---- TEXTAUSZUG
BNI wurde in den 1980er-Jahren von einem US-Unternehmensberater gegründet und etablierte sich zu Beginn des Jahrtausends auch im deutschsprachigen Raum als BNI Deutschland – interessanterweise mit Sitz in Wien – und mit inzwischen über 10.000 Mitgliedern. „BNI ist das weltweit einzige Netzwerk, bei dem der Erfolg genau erfasst wird, sodass jedes Mitglied und jede regionale Gruppe weiß, wie erfolgreich das Engagement in einer BNI-Unternehmergruppe ist“, sagt Werbefotograf Martin Lifka, seit einigen Jahren Mitglied in dem BNI-Unternehmerteam Karajan. Zudem sei jede Branche exklusiv und nur durch ein Unternehmen pro Gruppe vertreten, sodass es keine Überschneidungen mit Mitbewerbern gebe.
--------
---- DATENGRUNDLAGE
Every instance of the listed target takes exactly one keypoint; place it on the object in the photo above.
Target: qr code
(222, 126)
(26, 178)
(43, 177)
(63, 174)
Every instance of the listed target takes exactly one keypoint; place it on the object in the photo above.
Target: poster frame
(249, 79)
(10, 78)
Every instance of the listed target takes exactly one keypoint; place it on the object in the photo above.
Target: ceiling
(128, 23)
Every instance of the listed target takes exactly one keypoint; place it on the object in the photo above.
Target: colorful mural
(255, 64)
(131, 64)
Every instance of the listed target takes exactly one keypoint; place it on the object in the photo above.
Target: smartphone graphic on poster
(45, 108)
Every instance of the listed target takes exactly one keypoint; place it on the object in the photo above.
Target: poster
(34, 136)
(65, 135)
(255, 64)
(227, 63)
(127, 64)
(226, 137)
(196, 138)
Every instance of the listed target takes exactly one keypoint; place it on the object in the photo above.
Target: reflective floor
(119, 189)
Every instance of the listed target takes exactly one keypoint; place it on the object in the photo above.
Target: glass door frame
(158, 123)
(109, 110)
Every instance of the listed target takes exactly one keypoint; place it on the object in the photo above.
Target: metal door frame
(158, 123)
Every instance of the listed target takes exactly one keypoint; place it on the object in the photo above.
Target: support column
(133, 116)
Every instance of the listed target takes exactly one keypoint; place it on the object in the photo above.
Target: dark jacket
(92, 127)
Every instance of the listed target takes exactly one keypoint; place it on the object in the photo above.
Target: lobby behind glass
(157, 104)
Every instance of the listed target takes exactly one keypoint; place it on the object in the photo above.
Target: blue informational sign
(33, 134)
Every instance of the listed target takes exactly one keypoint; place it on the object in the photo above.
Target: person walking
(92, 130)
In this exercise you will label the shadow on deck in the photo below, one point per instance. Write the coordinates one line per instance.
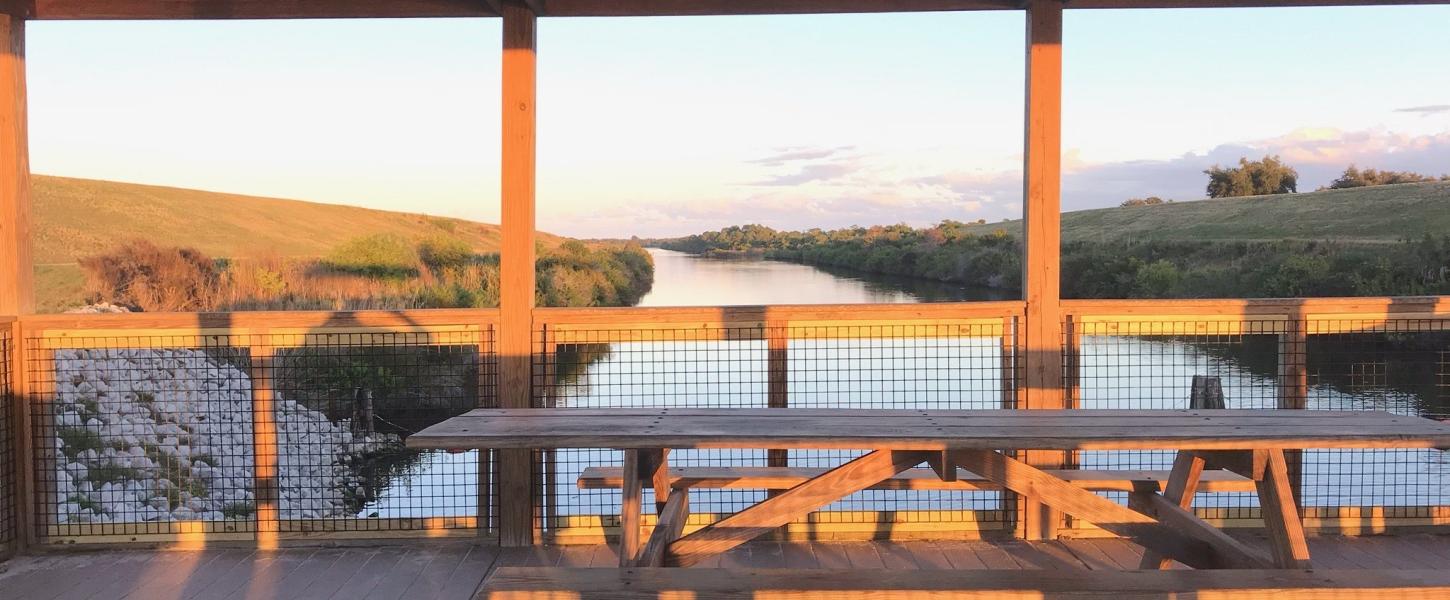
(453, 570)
--------
• _AUFGABE 1_
Wo hat BNI Deutschland laut dem Text über BNI seinen Sitz?
• _AUFGABE 2_
Stimmen die folgenden Aussagen mit dem Text über BNI überein? Antworte jeweils mit Ja oder Nein und zitiere die entscheidenden Worte.
(a) BNI wurde in den 1990er-Jahren gegründet.
(b) Martin Lifka ist Mitglied im BNI-Unternehmerteam Karajan.
(c) In einer Gruppe können mehrere Unternehmen derselben Branche vertreten sein.
• _AUFGABE 3_
Schreib den Text über BNI im Anschluss an seinen letzten Satz weiter.

• _ANTWORTBEREICH 1_
In Wien.

• _ANTWORTBEREICH 2_
(a) Nein: „BNI wurde in den 1980er-Jahren von einem US-Unternehmensberater gegründet“
(b) Ja: „seit einigen Jahren Mitglied in dem BNI-Unternehmerteam Karajan“
(c) Nein: „nur durch ein Unternehmen pro Gruppe vertreten“

• _ANTWORTBEREICH 3_
Eine Mitgliedschaft bei BNI kostet in Österreich knapp 960 Euro netto pro Jahr. Dafür geboten werden Branchenexklusivität in der Gruppe, Zugang zum internationalen Netzwerk und die Teilnahme an fünf Workshops für beliebig viele Mitarbeiter. Für Lifka ist die Mitgliedschaft jedenfalls profitabel. „Ich mache durchschnittlich 50 bis 60 Prozent meines Jahresumsatzes über Empfehlungen, die aus dem Netzwerk resultieren“, sagt der Fotograf. Voraussetzung für den Erfolg bei BNI seien eine konkrete Positionierung und klare Planung der Netzwerkaktivitäten, der Besuch der Workshops und die regelmäßige Anwesenheit bei den Meetings, aber auch Engagement für die Teamkollegen. Er selbst nutze zwar für die Kommunikation seines Unternehmens auch soziale Netzwerke, Mehrumsatz bringe ihm bisher allerdings ausschließlich BNI. „Das liegt für mich vor allem am Mindset von BNI-Unternehmern – Gespräche sind hier fast immer zielorientiert und darauf ausgerichtet, in Erfahrung zu bringen, wer ein interessanter Kunde ist und wie man einander bei potenziellen Wunschkunden ins Gespräch bringen kann.“
Jünger als BNI ist das europäische und EU-kofinanzierte Netzwerk Enterprise Europe Network (EEN) – eine Initiative der EUKommission zur Förderung grenzüberschreitender Tätigkeit und Vernetzung von KMU. Sowohl die europäische als auch die österreichische Organisation wurden 2008 gegründet. Mitglieder in diesem Netzwerk sind nicht die einzelnen Unternehmen, sondern die gemeinnützigen KMU-Organisationen des jeweiligen Landes, also hauptsächlich Kammern, aber auch etwa Unternehmerverbände, regionale Wirtschaftsagenturen oder Technologieförderstellen.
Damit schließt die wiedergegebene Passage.